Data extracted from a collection
-*-
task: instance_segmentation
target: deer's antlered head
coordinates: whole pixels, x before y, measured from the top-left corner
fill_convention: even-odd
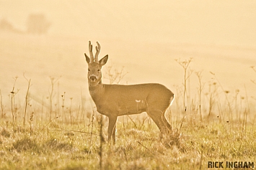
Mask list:
[[[91,42],[89,42],[89,52],[90,57],[89,57],[85,53],[85,58],[88,63],[88,84],[89,86],[95,86],[102,83],[102,72],[101,69],[102,66],[106,64],[108,55],[105,56],[100,61],[98,60],[99,54],[100,52],[100,45],[99,42],[97,42],[95,57],[93,56],[92,45]]]

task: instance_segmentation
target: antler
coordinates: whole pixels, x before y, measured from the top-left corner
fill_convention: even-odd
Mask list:
[[[92,53],[92,45],[91,44],[91,41],[89,41],[89,55],[90,55],[90,62],[94,62],[94,57],[93,57],[93,53]]]
[[[97,42],[97,46],[95,47],[96,48],[96,54],[95,54],[95,58],[94,58],[94,62],[99,62],[99,60],[98,60],[98,57],[99,57],[99,54],[100,54],[100,43],[98,42]]]

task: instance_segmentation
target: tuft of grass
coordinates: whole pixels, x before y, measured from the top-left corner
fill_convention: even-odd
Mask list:
[[[36,143],[35,140],[32,140],[27,136],[14,141],[12,143],[13,148],[18,152],[32,151],[38,152],[40,150],[39,146]]]
[[[11,136],[11,133],[6,128],[3,128],[0,132],[0,135],[6,138],[9,138]]]

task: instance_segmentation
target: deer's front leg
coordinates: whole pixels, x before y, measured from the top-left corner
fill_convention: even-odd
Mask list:
[[[108,117],[108,129],[107,129],[107,141],[112,141],[113,144],[115,144],[115,123],[118,117],[109,116]]]

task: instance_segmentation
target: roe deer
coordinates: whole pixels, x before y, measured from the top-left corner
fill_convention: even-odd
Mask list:
[[[97,110],[108,117],[108,141],[115,143],[115,123],[118,116],[146,112],[162,133],[172,131],[172,126],[164,117],[164,113],[174,100],[174,94],[165,86],[156,84],[105,85],[102,82],[101,69],[107,61],[108,55],[100,61],[100,45],[97,42],[95,57],[92,45],[89,42],[90,57],[85,53],[88,63],[89,91]]]

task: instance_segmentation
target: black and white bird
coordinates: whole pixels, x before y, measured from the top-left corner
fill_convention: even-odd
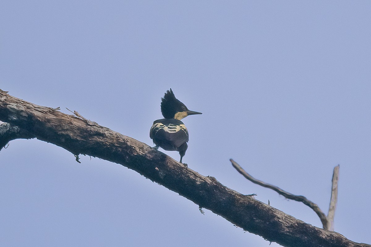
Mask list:
[[[190,115],[202,114],[188,110],[186,105],[175,97],[171,89],[161,99],[161,112],[164,119],[156,120],[150,131],[150,137],[153,140],[156,150],[160,147],[168,151],[178,151],[181,163],[188,147],[188,130],[180,121]],[[186,166],[187,165],[186,164]]]

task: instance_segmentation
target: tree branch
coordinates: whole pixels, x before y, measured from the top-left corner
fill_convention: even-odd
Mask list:
[[[331,191],[331,199],[330,200],[330,206],[327,214],[327,228],[330,231],[334,231],[334,217],[336,208],[336,203],[338,201],[338,181],[339,180],[339,168],[340,166],[338,165],[334,168],[332,173],[332,186]]]
[[[7,123],[0,123],[0,151],[12,140],[31,139],[35,137],[24,129],[13,126]]]
[[[285,246],[371,247],[316,227],[204,177],[147,144],[58,109],[0,90],[0,120],[78,156],[98,157],[134,170],[247,231]]]
[[[294,200],[294,201],[301,201],[313,209],[313,211],[315,212],[317,214],[317,215],[319,217],[319,218],[321,220],[321,222],[322,222],[322,224],[324,228],[326,230],[329,230],[328,227],[329,226],[329,223],[328,221],[327,217],[326,216],[326,214],[324,213],[321,210],[318,205],[312,201],[309,201],[305,196],[296,196],[296,195],[294,195],[293,194],[291,194],[291,193],[289,193],[289,192],[286,191],[282,189],[277,187],[277,186],[275,186],[272,184],[267,184],[264,183],[263,181],[261,181],[260,180],[256,179],[253,177],[252,176],[246,172],[246,171],[245,171],[245,170],[244,170],[243,168],[242,168],[242,167],[240,165],[238,164],[237,164],[235,161],[232,159],[230,159],[230,161],[232,163],[232,165],[233,166],[233,167],[234,167],[234,168],[235,168],[239,173],[242,174],[244,177],[247,178],[248,180],[249,180],[254,183],[259,184],[259,185],[263,186],[263,187],[266,187],[266,188],[269,188],[271,189],[276,192],[279,194],[283,196],[288,199],[290,199],[292,200]],[[335,211],[335,209],[334,209],[334,211]]]

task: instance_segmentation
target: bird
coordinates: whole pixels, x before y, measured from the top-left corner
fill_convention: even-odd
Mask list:
[[[150,131],[150,137],[156,145],[153,148],[158,150],[160,147],[168,151],[178,151],[180,155],[179,162],[187,167],[182,160],[188,148],[189,136],[188,130],[180,120],[190,115],[202,113],[188,110],[175,97],[171,89],[161,98],[161,112],[165,118],[154,121]]]

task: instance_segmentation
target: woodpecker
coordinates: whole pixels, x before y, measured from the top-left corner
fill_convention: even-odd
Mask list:
[[[164,119],[156,120],[150,131],[150,137],[156,146],[168,151],[178,151],[180,155],[180,162],[188,147],[188,130],[180,121],[190,115],[202,114],[188,110],[186,105],[175,97],[171,89],[168,90],[161,98],[161,112]],[[186,166],[187,164],[184,164]]]

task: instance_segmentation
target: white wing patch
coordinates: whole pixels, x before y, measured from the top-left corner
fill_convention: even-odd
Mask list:
[[[184,124],[176,125],[170,124],[169,124],[169,126],[166,126],[161,123],[157,123],[152,126],[152,127],[151,128],[151,131],[152,131],[154,130],[155,131],[154,134],[155,135],[157,131],[161,129],[169,133],[176,133],[181,130],[184,131],[187,136],[188,135],[187,128],[186,127],[186,126]]]

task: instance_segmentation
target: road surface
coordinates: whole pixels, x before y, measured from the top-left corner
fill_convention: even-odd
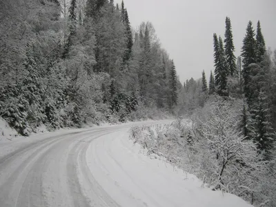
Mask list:
[[[195,177],[140,153],[128,130],[156,123],[0,142],[0,207],[249,206],[231,195],[203,189]]]

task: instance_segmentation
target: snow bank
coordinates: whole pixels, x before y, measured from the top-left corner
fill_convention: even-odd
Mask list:
[[[17,132],[0,117],[0,140],[11,140],[18,136]]]
[[[93,141],[86,152],[92,175],[121,206],[252,206],[238,197],[202,188],[202,181],[133,145],[127,130]],[[89,193],[89,192],[86,192]]]

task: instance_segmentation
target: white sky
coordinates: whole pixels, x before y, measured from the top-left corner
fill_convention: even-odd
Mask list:
[[[121,5],[121,0],[115,0]],[[224,37],[231,20],[236,56],[249,20],[258,20],[266,46],[276,49],[276,0],[124,0],[132,26],[152,23],[163,47],[176,65],[181,83],[213,70],[213,34]]]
-*-
YOUR GOAL => All of the entries need to be transcribed word for word; pictures are left out.

CORRECT OUTPUT =>
task: instance_segmentation
target: deer's antlered head
coordinates: whole pixels, x before y, measured from the top-left corner
fill_convention: even-odd
Mask list:
[[[91,42],[89,42],[89,52],[90,57],[89,57],[85,53],[85,58],[88,63],[88,84],[89,86],[95,86],[102,83],[102,72],[101,69],[102,66],[106,64],[108,55],[105,56],[100,61],[98,60],[99,54],[100,52],[100,45],[99,42],[97,42],[95,57],[93,56],[92,45]]]

task: instance_segmentation
target: antler
coordinates: whole pixels, x before y, measured from the top-left corner
fill_convention: even-odd
Mask list:
[[[92,53],[92,45],[91,44],[91,41],[89,41],[89,55],[90,55],[90,62],[94,62],[94,57],[93,57],[93,53]]]
[[[97,42],[97,46],[95,47],[96,48],[96,54],[95,54],[95,58],[94,58],[94,62],[99,62],[99,60],[98,60],[98,57],[99,57],[99,54],[100,54],[100,43],[98,42]]]

task: instance_segmentation
target: tuft of grass
coordinates: whole pixels, x before y, measured from the top-left corner
fill_convention: even-odd
Mask list:
[[[36,143],[35,140],[32,140],[27,136],[14,141],[12,143],[13,148],[18,152],[32,151],[38,152],[40,150],[39,146]]]
[[[11,136],[11,133],[6,128],[3,128],[0,132],[0,135],[6,138],[9,138]]]

task: instance_segmentation
target: deer's front leg
coordinates: whole pixels, x before y, measured from the top-left corner
fill_convention: even-odd
Mask list:
[[[108,117],[108,129],[107,129],[107,141],[112,141],[113,144],[115,144],[115,123],[118,117],[109,116]]]

task: instance_segmentation
target: roe deer
coordinates: whole pixels, x before y, measured from the top-left corner
fill_convention: even-odd
Mask list:
[[[97,110],[108,117],[108,141],[115,143],[115,123],[118,116],[146,112],[162,133],[172,131],[172,126],[164,117],[164,113],[174,100],[174,94],[165,86],[156,84],[105,85],[102,82],[101,69],[107,61],[108,55],[100,61],[100,45],[97,42],[95,57],[92,45],[89,42],[90,57],[85,53],[88,63],[89,91]]]

task: instance_segmentation
target: black and white bird
coordinates: whole pixels, x before y, measured from the top-left corner
fill_convention: even-odd
Mask list:
[[[190,115],[202,114],[188,110],[186,105],[175,97],[171,89],[161,99],[161,112],[164,119],[156,120],[150,131],[150,137],[153,140],[156,150],[160,147],[168,151],[178,151],[181,163],[188,147],[188,130],[180,121]],[[186,166],[187,165],[186,164]]]

task: instance_segmentation
target: tree branch
coordinates: whole pixels, x before y, measured from the top-left corner
fill_convention: even-odd
Mask list:
[[[331,191],[331,199],[330,200],[330,206],[327,214],[327,228],[330,231],[334,231],[334,217],[336,208],[336,203],[338,201],[338,181],[339,180],[339,168],[340,166],[338,165],[334,168],[332,173],[332,186]]]
[[[7,123],[0,123],[0,151],[12,140],[31,139],[35,137],[24,129],[13,126]]]
[[[285,246],[371,247],[316,227],[204,177],[147,144],[58,109],[0,90],[0,120],[78,156],[98,157],[134,170],[247,231]]]
[[[294,200],[294,201],[301,201],[313,209],[313,211],[315,212],[317,214],[317,215],[319,217],[319,218],[321,220],[321,222],[322,222],[322,224],[324,228],[326,230],[329,230],[328,227],[329,226],[329,223],[328,221],[327,217],[326,216],[326,214],[324,213],[321,210],[318,205],[312,201],[309,201],[305,196],[296,196],[296,195],[294,195],[293,194],[291,194],[291,193],[289,193],[289,192],[286,191],[282,189],[277,187],[277,186],[275,186],[272,184],[267,184],[264,183],[263,181],[261,181],[260,180],[256,179],[253,177],[252,176],[246,172],[246,171],[245,171],[245,170],[244,170],[243,168],[242,168],[242,167],[240,165],[238,164],[237,164],[235,161],[232,159],[230,159],[230,161],[232,163],[232,165],[233,166],[233,167],[234,167],[234,168],[235,168],[239,173],[242,174],[244,177],[247,178],[248,180],[249,180],[254,183],[259,184],[259,185],[263,186],[263,187],[266,187],[266,188],[269,188],[271,189],[276,192],[279,194],[283,196],[288,199],[290,199],[292,200]],[[335,211],[335,209],[334,209],[334,211]]]

task: instance_segmentation
target: bird
coordinates: whole pixels, x before y, measured from the top-left corner
fill_convention: even-odd
Mask list:
[[[150,131],[150,137],[156,145],[153,148],[158,150],[160,147],[168,151],[178,151],[180,155],[179,162],[187,167],[182,160],[188,148],[189,136],[188,130],[180,120],[190,115],[202,113],[188,110],[175,97],[171,89],[161,98],[161,112],[165,118],[154,121]]]

task: instance_segmentation
target: woodpecker
coordinates: whole pixels, x before y, measured from the top-left corner
fill_convention: even-odd
Mask list:
[[[164,119],[156,120],[150,131],[150,137],[156,146],[168,151],[178,151],[180,155],[180,162],[188,147],[188,130],[180,121],[190,115],[202,114],[188,110],[186,105],[175,97],[171,89],[168,90],[161,98],[161,112]],[[186,166],[187,164],[184,164]]]

task: instance_segmentation
target: white wing patch
coordinates: whole pixels, x before y, measured from the top-left corner
fill_convention: even-odd
Mask list:
[[[184,124],[176,125],[170,124],[169,124],[169,126],[166,126],[161,123],[157,123],[152,126],[152,127],[151,128],[151,131],[152,131],[154,130],[155,131],[154,134],[155,135],[157,131],[161,129],[169,133],[176,133],[181,130],[184,131],[187,136],[188,135],[187,128],[186,127],[186,126]]]

task: instance_segmentation
target: road surface
coordinates: whole pixels, x before y, measured from the top-left corner
fill_convention: even-odd
Mask list:
[[[195,177],[140,153],[128,130],[156,123],[0,142],[0,207],[249,206],[231,195],[203,189]]]

task: instance_segmentation
target: snow bank
coordinates: whole pixels, x before y, measured from the top-left corner
fill_convention: even-odd
Mask list:
[[[17,132],[0,117],[0,140],[11,140],[18,136]]]
[[[93,141],[86,152],[92,175],[121,206],[252,206],[238,197],[202,188],[202,181],[133,145],[127,130]],[[89,193],[89,192],[86,192]]]

task: instance_segmentation
target: white sky
coordinates: whole pixels, x before y, measured from the top-left corner
fill_convention: even-odd
Mask list:
[[[121,5],[121,0],[115,0]],[[224,37],[231,20],[236,56],[249,20],[258,20],[266,46],[276,49],[276,0],[124,0],[132,26],[152,23],[163,47],[176,65],[181,83],[213,70],[213,34]]]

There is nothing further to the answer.